<<<<

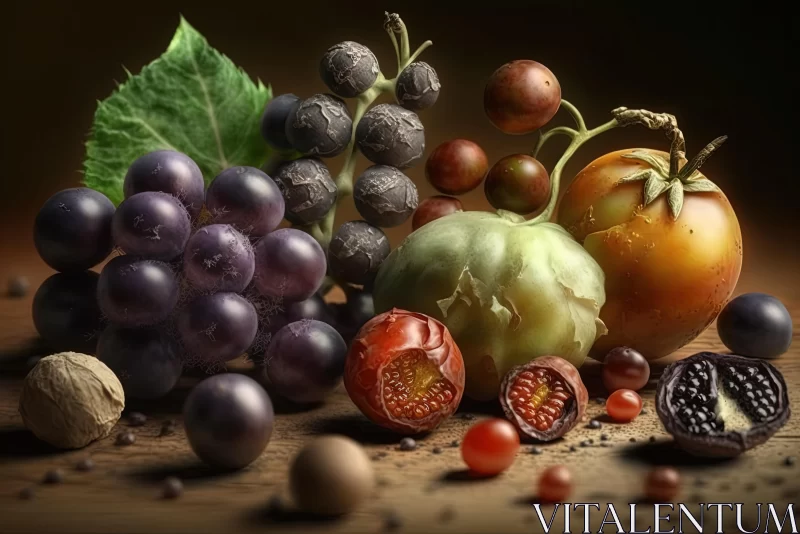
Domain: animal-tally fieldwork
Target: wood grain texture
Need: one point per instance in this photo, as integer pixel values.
(429, 492)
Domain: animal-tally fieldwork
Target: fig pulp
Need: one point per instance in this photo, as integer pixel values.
(544, 398)
(720, 405)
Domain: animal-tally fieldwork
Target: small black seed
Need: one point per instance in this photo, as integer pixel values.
(126, 438)
(173, 488)
(87, 464)
(393, 522)
(408, 444)
(54, 476)
(137, 419)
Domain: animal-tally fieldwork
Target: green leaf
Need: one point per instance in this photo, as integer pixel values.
(192, 99)
(701, 186)
(675, 200)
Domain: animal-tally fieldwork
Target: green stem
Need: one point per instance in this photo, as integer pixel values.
(555, 178)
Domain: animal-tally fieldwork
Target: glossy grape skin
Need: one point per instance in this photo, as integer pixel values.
(229, 420)
(305, 361)
(290, 265)
(521, 97)
(433, 208)
(137, 292)
(151, 225)
(755, 325)
(273, 121)
(72, 231)
(146, 360)
(624, 405)
(219, 258)
(490, 446)
(169, 172)
(517, 183)
(247, 199)
(217, 328)
(66, 314)
(555, 484)
(456, 167)
(625, 368)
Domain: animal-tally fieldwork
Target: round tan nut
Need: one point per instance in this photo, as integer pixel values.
(331, 476)
(71, 399)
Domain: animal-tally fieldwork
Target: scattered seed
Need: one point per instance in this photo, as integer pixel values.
(173, 488)
(408, 444)
(167, 428)
(87, 464)
(126, 438)
(18, 287)
(54, 476)
(137, 419)
(393, 522)
(447, 514)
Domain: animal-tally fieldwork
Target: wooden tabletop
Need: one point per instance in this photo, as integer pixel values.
(426, 490)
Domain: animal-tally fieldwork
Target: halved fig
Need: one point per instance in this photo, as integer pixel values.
(545, 398)
(405, 372)
(720, 405)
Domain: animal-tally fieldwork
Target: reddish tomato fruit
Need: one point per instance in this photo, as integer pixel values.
(624, 405)
(667, 278)
(662, 485)
(433, 208)
(521, 97)
(517, 183)
(456, 167)
(555, 484)
(405, 372)
(625, 368)
(490, 446)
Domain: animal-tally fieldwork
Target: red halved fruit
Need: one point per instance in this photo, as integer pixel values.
(545, 398)
(405, 372)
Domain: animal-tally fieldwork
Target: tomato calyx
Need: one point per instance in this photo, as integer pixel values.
(672, 178)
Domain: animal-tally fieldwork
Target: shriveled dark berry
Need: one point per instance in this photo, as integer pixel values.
(137, 419)
(172, 488)
(54, 476)
(87, 464)
(408, 444)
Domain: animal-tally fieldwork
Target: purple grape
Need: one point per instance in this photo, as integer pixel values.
(66, 314)
(72, 231)
(137, 292)
(290, 265)
(305, 361)
(217, 328)
(229, 420)
(146, 360)
(219, 258)
(273, 122)
(169, 172)
(152, 225)
(246, 198)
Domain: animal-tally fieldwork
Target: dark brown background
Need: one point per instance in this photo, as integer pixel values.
(722, 69)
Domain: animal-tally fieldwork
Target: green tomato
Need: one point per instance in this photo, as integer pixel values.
(508, 291)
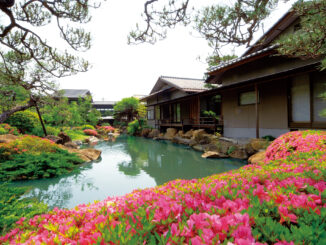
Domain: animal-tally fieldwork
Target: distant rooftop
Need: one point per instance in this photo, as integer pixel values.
(75, 93)
(182, 83)
(104, 102)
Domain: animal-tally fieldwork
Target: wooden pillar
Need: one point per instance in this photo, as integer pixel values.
(198, 108)
(257, 110)
(41, 120)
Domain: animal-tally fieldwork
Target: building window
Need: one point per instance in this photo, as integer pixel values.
(157, 112)
(176, 113)
(150, 114)
(300, 98)
(308, 103)
(248, 98)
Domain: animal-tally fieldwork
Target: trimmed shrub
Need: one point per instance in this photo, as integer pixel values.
(7, 129)
(87, 127)
(28, 143)
(14, 208)
(25, 121)
(44, 165)
(90, 132)
(38, 131)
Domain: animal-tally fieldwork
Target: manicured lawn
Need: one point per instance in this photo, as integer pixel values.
(282, 201)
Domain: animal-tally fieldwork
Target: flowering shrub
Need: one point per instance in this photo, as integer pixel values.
(33, 144)
(298, 141)
(87, 127)
(282, 202)
(7, 129)
(91, 132)
(104, 130)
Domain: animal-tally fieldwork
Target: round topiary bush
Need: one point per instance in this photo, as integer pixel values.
(25, 121)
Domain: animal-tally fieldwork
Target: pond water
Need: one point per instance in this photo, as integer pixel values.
(128, 163)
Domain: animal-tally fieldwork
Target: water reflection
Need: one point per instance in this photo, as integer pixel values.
(165, 161)
(127, 164)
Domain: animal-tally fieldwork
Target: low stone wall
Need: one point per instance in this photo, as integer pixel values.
(212, 146)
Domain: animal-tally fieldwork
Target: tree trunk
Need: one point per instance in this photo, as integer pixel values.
(41, 120)
(6, 114)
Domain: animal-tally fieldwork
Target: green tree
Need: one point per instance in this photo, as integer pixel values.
(235, 24)
(130, 108)
(58, 112)
(27, 60)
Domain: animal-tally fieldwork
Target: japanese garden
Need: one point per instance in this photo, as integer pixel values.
(235, 157)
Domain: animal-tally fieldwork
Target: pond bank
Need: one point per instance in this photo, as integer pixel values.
(213, 146)
(127, 164)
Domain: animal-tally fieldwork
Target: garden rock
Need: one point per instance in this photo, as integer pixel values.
(6, 138)
(54, 139)
(145, 132)
(189, 134)
(71, 145)
(259, 157)
(170, 133)
(180, 140)
(198, 135)
(259, 144)
(154, 133)
(65, 138)
(92, 140)
(198, 147)
(78, 142)
(249, 149)
(211, 154)
(86, 155)
(238, 153)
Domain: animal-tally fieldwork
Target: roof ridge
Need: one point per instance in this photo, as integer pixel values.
(186, 78)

>>>>

### Given request
Copy out each line above that contains the string "water", treating uppercase and lowercase as different.

### Result of the task
Target: pond water
Target: water reflection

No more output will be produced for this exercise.